Kutipan Teks
* * * * *

Para ahli sejarah dan ulama nasab serta ahli hadits bersepakat bahwa Imam Syafi‘i berasal dari keturunan Arab murni. Imam Bukhari dan Imam Muslim telah memberi kesaksian mereka akan kevalidan nasabnya tersebut dan ketersambungannya dengan nasab Nabi, kemudian mereka membantah pendapat-pendapat sekelompok orang dari kalangan Malikiyah dan Hanafiyah yang menyatakan bahwa Imam Syafi‘i bukanlah asli keturunan Quraysy secara nasab, tetapi hanya keturunan secara wala’ saja.
Adapun ibu beliau, terdapat perbedaan pendapat tentang jati dirinya. Beberapa pendapat mengatakan dia masih keturunan al-Hasan bin ‘Ali bin Abu Thalib, sedangkan yang lain menyebutkan seorang wanita dari kabilah Azadiyah yang memiliki kun-yah Ummu Habibah. Imam an-Nawawi menegaskan bahwa ibu Imam Syafi‘i adalah seorang wanita yang tekun beribadah dan memiliki kecerdasan yang tinggi. Dia seorang yang faqih dalam urusan agama dan memiliki kemampuan melakukan istinbath.
 

Waktu dan Tempat Kelahirannya

Beliau dilahirkan pada tahun 150H. Pada tahun itu pula, Abu Hanifah wafat sehingga dikomentari oleh al-Hakim sebagai isyarat bahwa beliau adalah pengganti Abu Hanifah dalam bidang yang ditekuninya.
Tentang tempat kelahirannya, banyak riwayat yang menyebutkan beberapa tempat yang berbeda. Akan tetapi, yang termasyhur dan disepakati oleh ahli sejarah adalah kota Ghazzah (Sebuah kota yang terletak di perbatasan wilayah Syam ke arah Mesir. Tepatnya di sebelah Selatan Palestina. Jaraknya dengan kota Asqalan sekitar dua farsakh). Tempat lain yang disebut-sebut adalah kota Asqalan dan Yaman.

* * * * *

Data yang Diberikan
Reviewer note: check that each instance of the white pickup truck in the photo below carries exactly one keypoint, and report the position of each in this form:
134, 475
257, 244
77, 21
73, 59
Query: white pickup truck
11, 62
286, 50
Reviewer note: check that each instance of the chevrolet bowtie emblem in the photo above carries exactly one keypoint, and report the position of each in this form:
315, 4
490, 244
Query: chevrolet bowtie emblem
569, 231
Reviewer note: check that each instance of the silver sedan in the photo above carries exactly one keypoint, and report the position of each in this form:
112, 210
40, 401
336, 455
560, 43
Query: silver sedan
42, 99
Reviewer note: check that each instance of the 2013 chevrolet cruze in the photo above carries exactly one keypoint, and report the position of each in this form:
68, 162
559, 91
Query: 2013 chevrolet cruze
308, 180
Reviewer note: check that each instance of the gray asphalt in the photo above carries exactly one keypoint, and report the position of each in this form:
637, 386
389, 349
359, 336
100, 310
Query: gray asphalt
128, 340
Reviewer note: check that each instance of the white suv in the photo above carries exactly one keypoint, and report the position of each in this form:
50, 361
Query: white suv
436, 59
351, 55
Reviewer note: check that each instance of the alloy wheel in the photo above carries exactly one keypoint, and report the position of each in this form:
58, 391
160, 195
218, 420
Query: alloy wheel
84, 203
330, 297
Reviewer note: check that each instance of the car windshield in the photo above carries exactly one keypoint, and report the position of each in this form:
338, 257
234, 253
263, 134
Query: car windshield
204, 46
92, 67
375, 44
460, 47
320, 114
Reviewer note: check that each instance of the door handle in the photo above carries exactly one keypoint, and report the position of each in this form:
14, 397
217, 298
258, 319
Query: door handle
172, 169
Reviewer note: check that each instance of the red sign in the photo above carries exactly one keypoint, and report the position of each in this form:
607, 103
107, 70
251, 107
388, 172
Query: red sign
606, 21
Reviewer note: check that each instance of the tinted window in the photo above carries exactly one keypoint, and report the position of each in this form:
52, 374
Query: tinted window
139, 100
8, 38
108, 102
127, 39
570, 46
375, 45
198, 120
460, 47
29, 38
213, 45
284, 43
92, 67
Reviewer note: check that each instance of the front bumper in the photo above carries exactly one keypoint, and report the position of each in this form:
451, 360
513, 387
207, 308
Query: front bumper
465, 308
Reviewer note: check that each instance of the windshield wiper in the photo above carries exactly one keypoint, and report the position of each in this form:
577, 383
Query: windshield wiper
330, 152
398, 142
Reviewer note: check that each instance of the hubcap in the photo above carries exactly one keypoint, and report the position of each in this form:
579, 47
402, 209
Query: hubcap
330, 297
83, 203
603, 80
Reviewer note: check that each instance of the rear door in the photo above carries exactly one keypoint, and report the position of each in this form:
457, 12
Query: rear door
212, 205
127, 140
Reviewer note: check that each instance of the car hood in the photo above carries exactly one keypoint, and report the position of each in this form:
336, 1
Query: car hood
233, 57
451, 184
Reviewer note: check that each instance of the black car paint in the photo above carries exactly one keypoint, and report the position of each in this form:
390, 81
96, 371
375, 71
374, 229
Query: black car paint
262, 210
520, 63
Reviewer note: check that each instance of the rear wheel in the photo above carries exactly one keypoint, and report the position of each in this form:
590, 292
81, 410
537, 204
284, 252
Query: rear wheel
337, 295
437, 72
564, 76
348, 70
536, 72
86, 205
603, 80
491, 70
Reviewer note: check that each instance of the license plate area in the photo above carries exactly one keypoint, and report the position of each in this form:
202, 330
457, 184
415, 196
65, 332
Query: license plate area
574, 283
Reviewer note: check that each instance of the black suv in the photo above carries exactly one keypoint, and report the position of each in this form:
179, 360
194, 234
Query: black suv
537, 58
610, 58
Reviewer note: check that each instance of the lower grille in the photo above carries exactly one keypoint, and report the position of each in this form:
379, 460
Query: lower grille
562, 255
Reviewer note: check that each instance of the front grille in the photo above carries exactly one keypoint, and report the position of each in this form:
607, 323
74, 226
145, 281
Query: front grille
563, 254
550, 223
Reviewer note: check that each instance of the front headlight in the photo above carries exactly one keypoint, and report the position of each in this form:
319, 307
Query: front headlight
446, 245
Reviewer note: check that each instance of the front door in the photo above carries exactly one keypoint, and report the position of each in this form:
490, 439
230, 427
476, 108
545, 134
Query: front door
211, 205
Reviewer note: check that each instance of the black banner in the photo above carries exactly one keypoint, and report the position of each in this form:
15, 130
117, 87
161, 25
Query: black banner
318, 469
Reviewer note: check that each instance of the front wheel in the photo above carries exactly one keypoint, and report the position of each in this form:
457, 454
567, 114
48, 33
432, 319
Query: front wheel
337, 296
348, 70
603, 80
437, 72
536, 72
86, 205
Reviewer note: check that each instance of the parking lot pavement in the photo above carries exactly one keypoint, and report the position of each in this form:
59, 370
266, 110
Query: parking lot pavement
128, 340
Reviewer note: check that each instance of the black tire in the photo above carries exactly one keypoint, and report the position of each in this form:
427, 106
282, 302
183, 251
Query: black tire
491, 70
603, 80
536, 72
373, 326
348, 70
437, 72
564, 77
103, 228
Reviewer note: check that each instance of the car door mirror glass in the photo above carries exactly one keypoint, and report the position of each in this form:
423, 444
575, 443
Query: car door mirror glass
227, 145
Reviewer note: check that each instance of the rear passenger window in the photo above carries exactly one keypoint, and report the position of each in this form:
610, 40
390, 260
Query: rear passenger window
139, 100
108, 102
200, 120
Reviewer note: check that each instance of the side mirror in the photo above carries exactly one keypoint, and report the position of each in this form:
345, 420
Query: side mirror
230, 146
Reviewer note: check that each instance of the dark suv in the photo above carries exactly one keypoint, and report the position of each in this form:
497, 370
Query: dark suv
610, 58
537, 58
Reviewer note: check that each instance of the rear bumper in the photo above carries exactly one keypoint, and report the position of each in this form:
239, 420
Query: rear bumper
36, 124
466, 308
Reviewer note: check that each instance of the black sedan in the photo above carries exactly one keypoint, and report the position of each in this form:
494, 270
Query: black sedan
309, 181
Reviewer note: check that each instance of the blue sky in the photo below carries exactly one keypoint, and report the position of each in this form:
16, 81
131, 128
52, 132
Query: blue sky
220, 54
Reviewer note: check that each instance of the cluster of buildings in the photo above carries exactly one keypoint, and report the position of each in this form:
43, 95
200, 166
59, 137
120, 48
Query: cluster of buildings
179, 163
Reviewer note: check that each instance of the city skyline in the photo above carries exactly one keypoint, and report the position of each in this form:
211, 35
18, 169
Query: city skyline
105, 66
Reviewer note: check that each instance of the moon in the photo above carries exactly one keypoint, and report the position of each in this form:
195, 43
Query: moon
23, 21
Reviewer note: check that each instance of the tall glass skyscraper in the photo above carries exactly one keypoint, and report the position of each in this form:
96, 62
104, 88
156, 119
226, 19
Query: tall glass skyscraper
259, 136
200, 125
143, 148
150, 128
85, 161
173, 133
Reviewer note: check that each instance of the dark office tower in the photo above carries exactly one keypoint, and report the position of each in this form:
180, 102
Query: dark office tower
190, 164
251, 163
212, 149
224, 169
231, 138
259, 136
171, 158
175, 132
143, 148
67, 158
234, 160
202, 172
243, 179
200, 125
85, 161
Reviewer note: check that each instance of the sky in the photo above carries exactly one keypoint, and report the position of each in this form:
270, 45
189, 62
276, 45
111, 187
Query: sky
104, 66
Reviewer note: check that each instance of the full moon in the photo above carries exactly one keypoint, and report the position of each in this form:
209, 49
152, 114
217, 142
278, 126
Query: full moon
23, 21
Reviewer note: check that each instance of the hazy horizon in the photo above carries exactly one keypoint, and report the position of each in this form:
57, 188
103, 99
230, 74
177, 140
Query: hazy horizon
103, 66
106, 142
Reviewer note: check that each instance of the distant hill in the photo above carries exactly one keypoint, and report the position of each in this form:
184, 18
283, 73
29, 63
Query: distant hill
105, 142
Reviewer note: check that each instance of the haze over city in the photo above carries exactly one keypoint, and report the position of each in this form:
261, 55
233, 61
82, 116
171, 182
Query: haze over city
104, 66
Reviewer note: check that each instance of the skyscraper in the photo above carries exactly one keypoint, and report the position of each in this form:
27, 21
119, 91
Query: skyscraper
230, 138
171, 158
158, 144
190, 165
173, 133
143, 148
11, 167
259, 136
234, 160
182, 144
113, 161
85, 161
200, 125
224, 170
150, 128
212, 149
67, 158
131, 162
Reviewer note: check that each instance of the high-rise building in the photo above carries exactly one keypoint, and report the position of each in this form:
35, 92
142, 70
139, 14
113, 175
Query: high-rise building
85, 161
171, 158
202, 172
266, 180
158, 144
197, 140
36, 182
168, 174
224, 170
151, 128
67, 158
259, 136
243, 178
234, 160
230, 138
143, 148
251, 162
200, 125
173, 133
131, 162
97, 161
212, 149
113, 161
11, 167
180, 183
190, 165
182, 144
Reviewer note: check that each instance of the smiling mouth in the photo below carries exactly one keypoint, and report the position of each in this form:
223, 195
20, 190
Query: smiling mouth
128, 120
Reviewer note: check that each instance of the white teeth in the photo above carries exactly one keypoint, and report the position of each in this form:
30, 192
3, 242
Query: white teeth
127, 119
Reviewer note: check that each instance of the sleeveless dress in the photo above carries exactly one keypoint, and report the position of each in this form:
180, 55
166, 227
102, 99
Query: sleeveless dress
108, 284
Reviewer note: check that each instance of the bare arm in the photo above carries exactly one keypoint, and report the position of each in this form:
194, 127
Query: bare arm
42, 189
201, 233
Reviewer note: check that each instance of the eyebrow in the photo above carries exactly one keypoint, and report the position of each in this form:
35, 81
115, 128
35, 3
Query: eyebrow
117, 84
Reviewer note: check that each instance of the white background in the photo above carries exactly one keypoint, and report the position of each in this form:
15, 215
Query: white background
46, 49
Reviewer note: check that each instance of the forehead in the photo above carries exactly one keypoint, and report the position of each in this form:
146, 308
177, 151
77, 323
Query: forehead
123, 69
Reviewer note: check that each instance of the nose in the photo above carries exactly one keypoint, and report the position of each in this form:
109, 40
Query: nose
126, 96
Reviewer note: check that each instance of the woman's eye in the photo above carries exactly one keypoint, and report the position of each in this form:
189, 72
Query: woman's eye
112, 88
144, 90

* * * * *

Instruksi Tugas
A – Tolong ambil bagian kutipan tentang Imam Syafi‘i yang dimulai dari "Adapun ibu beliau, terdapat" dan berakhir pada "kemampuan melakukan istinbath.", tanpa mengubah satu kata pun.
B – Jawab pertanyaan berikut berdasarkan kutipan tentang Imam Syafi‘i.
(i) Pada tahun berapa Imam Syafi‘i dilahirkan?
(ii) Apa kun-yah wanita dari kabilah Azadiyah yang disebut sebagai ibu Imam Syafi‘i?
(iii) Kota apa yang termasyhur dan disepakati ahli sejarah sebagai tempat kelahirannya?
C – Sebutkan semua tempat yang disebut dalam kutipan tentang Imam Syafi‘i sebagai tempat kelahirannya.
Data di atas berasal dari sumber yang berbeda.

Daftar Jawaban
A –
Adapun ibu beliau, terdapat perbedaan pendapat tentang jati dirinya. Beberapa pendapat mengatakan dia masih keturunan al-Hasan bin ‘Ali bin Abu Thalib, sedangkan yang lain menyebutkan seorang wanita dari kabilah Azadiyah yang memiliki kun-yah Ummu Habibah. Imam an-Nawawi menegaskan bahwa ibu Imam Syafi‘i adalah seorang wanita yang tekun beribadah dan memiliki kecerdasan yang tinggi. Dia seorang yang faqih dalam urusan agama dan memiliki kemampuan melakukan istinbath.

B –
(i) Tahun 150H.
(ii) Ummu Habibah.
(iii) Kota Ghazzah.

C – Ghazzah, Asqalan, Yaman